_Given records_
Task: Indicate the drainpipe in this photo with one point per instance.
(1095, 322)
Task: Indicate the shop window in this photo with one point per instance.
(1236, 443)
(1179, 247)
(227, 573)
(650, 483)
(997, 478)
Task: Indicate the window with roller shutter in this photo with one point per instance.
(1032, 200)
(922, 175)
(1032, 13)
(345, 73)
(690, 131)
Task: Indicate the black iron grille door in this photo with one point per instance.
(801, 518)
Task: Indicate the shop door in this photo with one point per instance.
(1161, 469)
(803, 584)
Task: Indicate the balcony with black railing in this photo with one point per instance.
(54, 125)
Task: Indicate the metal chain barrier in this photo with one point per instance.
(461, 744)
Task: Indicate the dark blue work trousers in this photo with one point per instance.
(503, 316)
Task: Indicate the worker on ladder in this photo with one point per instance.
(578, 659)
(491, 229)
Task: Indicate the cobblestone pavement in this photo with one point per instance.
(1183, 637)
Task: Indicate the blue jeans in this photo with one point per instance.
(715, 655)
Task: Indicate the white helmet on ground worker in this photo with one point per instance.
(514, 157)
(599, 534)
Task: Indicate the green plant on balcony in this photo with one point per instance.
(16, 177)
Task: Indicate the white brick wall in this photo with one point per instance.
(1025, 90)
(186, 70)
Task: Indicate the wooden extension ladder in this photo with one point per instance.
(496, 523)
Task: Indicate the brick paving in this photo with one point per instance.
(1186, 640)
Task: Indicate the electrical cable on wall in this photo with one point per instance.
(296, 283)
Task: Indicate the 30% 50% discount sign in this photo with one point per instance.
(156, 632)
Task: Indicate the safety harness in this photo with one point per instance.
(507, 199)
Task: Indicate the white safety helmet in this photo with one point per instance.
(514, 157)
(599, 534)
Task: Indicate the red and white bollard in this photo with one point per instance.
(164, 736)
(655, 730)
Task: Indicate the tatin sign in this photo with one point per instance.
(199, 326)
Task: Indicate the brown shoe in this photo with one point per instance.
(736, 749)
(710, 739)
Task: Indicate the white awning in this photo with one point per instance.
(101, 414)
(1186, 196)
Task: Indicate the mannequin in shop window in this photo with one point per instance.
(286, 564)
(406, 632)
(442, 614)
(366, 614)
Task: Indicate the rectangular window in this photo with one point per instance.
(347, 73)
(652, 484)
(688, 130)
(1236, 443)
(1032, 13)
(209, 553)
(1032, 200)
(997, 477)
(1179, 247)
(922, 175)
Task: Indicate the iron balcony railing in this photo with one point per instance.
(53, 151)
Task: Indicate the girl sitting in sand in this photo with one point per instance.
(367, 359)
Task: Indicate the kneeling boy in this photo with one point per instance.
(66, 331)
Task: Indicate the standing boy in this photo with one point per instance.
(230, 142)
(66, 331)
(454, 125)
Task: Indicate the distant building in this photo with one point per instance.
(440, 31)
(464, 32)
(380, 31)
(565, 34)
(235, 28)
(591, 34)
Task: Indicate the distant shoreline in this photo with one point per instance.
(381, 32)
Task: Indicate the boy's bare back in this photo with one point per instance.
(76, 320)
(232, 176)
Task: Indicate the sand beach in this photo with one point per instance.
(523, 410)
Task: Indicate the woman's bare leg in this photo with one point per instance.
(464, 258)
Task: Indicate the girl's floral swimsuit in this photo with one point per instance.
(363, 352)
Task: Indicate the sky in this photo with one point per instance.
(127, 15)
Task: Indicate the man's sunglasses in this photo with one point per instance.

_Aim of the task_
Give back every entry above, complete and exact.

_Answer space_
Task: Indicate the drainpipe in this photo with one point per instance.
(1095, 322)
Task: Indicate the shop window in this photo with one point per instance.
(1236, 443)
(1179, 247)
(227, 573)
(650, 483)
(997, 478)
Task: Indicate the window with roller shutter in this photo with one point per instance.
(1032, 200)
(922, 175)
(1032, 13)
(345, 73)
(690, 131)
Task: Indicate the black iron grille door in this photo with one point per instance.
(801, 518)
Task: Indicate the shop door in this photo with one point per instance.
(1161, 469)
(803, 584)
Task: Indicate the balcony with black railing in this photo with one point per instance.
(54, 125)
Task: Indicate the metal chain barrier in this photo with one point per instance.
(461, 744)
Task: Indicate the dark blue work trousers in this photo with one point per instance.
(503, 316)
Task: Indicate the worker on ladder in this photo with one point per instance.
(578, 659)
(491, 229)
Task: Indicate the cobblestone pavement in this photo with one point per instance.
(1183, 637)
Task: Indicate the blue jeans in this photo with one point per instance.
(715, 655)
Task: Indicate the white helmet on ground worker in this photo with one point per instance.
(514, 157)
(599, 534)
Task: Indicate the green plant on balcony in this photo with one point per instance.
(16, 177)
Task: Indicate the white brick wall in this photo with one point per instance.
(1025, 90)
(186, 70)
Task: Indicate the wooden extension ladder in this photo with one point per instance.
(496, 523)
Task: Indicate the brick paving in this photo with one point per instance.
(1186, 640)
Task: Indicate the electrical cable on wall in this photo with one point per instance.
(296, 283)
Task: Indicate the 30% 50% discount sign in this photo with one point per instance.
(156, 632)
Task: Indicate the safety harness in this photo with one point per instance.
(507, 199)
Task: Indicate the white safety helmet in this photo with one point per instance.
(514, 157)
(599, 534)
Task: Indicate the red and white bollard in this photo with one point per instance.
(164, 736)
(655, 730)
Task: Indicate the tatin sign in this photo with one point per instance.
(199, 326)
Task: Indicate the brown shoe in this photo with one point per instance.
(736, 749)
(710, 739)
Task: Indicate the white awning in this photo with one point per instance.
(101, 414)
(1186, 196)
Task: Indicate the mannequin in shop window in this photo with one point per instance.
(286, 564)
(406, 632)
(442, 614)
(366, 614)
Task: Indicate the rectangular window in this photo with one point per instance.
(347, 73)
(652, 484)
(688, 130)
(1236, 443)
(1032, 13)
(209, 553)
(1032, 200)
(997, 477)
(1179, 247)
(922, 175)
Task: Indicate the iron balcony railing in this photo with one point per instance.
(53, 151)
Task: Indicate the girl sitting in sand in this photo with one point per instance.
(367, 359)
Task: Indicate the kneeling boy in this photo with one point per instance.
(66, 331)
Task: Indicate the standing boy in this photo with one point per instance.
(230, 142)
(66, 331)
(454, 125)
Task: Indicate the distant building in this photo with one point per instance.
(440, 31)
(464, 32)
(380, 31)
(565, 34)
(235, 28)
(591, 34)
Task: Indicate the distant shoreline in this photo with one point per instance.
(381, 32)
Task: Indicate the boy's bare back in this photo with one point per instance.
(76, 320)
(232, 176)
Task: Indicate the sand beach in this photo with one point per instance.
(523, 410)
Task: Indicate the woman's bare leg in this photo with one point per instance.
(464, 258)
Task: Indicate the girl's floral swimsuit in this photo with one point per instance.
(363, 352)
Task: Indicate the sky in this photo with one point per instance.
(127, 15)
Task: Indicate the man's sunglasses in this photo with one point per instance.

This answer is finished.